TASKS FOR THIS EXERCISE —
a: Answer these three questions about the torsion story, one per line, marking each answer (i), (ii), (iii):
(i) At what time do they get dressed?
(ii) Which ER do they go to?
(iii) What kind of anesthesia does the gas-passer say they will use?
b: Transcribe the part of the torsion story between "So we get dressed" and "Sullydog's Denial Protocol.", inclusive.
c: List everyone in the torsion story who says "Be quiet, doctor."

She shoos the cat off her crotch and sits up, squinting at me through bleary eyes. "Somebody not show up? Something happen?"
"No, sweety. I have to go the hospital."
So we get dressed at 3:30 am (getting dressed with a torsion is no joke) and toodle on over to Botsford ER, which is not where I work, because I'd rather not have my twisted nuts on display to my colleagues. The curtain gets pulled open and there's a resident doc who rotated with us on Trauma a year ago, and a female attending that I know from MCEP. So much for anonymity.
The attending begins an exam.
"I think I bruised it with my thigh while rolling over," I say, attempting a last ditch reboot of Sullydog's Denial Protocol.
"Be quiet, doctor," she says. "It's a torsion. We both know that."
They send me for an ultrasound. The tech is scanning my sick ball through warm goo, and on the screen I can see some Doppler flow in the organ. "Hey," I tell the tech, "I can see flow. No torsion, eh? That's good news."
"Be quiet, doctor," she says. She then scans the normal nut, and I see that is has, like, a bajillion times more flow than the sick nut she just scanned. My heart sinks. My diagnosis was right. I'm getting my bag cut open tonight.
So the next thing I know, I'm in pre-op, and the anesthesiologist is taking a history.
"We're going local, right?" I ask her.
"We're doing what she wants," my wife says, on the other side of the bed. "Be quiet, doctor."
"Yeah, we'll go with a general," says the gas-passer.

ENTRIES PROVIDED —
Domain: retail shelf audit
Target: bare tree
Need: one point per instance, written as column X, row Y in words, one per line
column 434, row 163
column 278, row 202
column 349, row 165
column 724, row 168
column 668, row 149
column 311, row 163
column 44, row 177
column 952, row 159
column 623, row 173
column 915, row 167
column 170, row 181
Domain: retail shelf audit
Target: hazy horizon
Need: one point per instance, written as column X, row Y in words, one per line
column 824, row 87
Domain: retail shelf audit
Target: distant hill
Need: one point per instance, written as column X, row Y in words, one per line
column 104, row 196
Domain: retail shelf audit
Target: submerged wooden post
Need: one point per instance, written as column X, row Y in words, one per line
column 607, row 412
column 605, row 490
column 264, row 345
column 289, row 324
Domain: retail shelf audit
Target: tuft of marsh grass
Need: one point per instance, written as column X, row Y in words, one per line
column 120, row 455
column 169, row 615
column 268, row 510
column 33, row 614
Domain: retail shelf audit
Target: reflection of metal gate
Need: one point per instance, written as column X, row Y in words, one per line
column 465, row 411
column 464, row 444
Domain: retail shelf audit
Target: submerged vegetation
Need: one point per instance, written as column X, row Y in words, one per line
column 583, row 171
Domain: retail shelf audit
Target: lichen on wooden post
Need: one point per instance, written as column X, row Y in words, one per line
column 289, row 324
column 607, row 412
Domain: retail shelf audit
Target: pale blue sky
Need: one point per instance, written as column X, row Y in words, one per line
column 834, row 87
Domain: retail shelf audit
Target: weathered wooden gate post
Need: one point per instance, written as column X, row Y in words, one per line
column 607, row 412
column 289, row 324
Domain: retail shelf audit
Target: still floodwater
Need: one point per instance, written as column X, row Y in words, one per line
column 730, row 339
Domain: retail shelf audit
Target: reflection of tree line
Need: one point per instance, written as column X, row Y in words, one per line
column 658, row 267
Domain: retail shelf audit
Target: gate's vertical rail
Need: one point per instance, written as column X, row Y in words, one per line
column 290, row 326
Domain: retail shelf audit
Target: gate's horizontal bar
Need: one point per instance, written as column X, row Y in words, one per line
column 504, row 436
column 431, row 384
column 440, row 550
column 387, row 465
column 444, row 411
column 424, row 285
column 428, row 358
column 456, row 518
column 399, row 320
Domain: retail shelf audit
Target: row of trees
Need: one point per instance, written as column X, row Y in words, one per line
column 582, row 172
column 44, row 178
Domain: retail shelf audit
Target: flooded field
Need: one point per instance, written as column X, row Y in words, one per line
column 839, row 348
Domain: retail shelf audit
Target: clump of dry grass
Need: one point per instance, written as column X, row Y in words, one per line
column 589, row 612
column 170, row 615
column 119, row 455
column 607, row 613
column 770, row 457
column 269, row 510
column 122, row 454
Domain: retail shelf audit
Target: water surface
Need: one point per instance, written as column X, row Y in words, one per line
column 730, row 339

YOUR RESPONSES —
a:
(i) 3:30 am
(ii) Botsford ER
(iii) A general

b:
So we get dressed at 3:30 am (getting dressed with a torsion is no joke) and toodle on over to Botsford ER, which is not where I work, because I'd rather not have my twisted nuts on display to my colleagues. The curtain gets pulled open and there's a resident doc who rotated with us on Trauma a year ago, and a female attending that I know from MCEP. So much for anonymity.
The attending begins an exam.
"I think I bruised it with my thigh while rolling over," I say, attempting a last ditch reboot of Sullydog's Denial Protocol.

c:
- The female attending
- The ultrasound tech
- The narrator's wife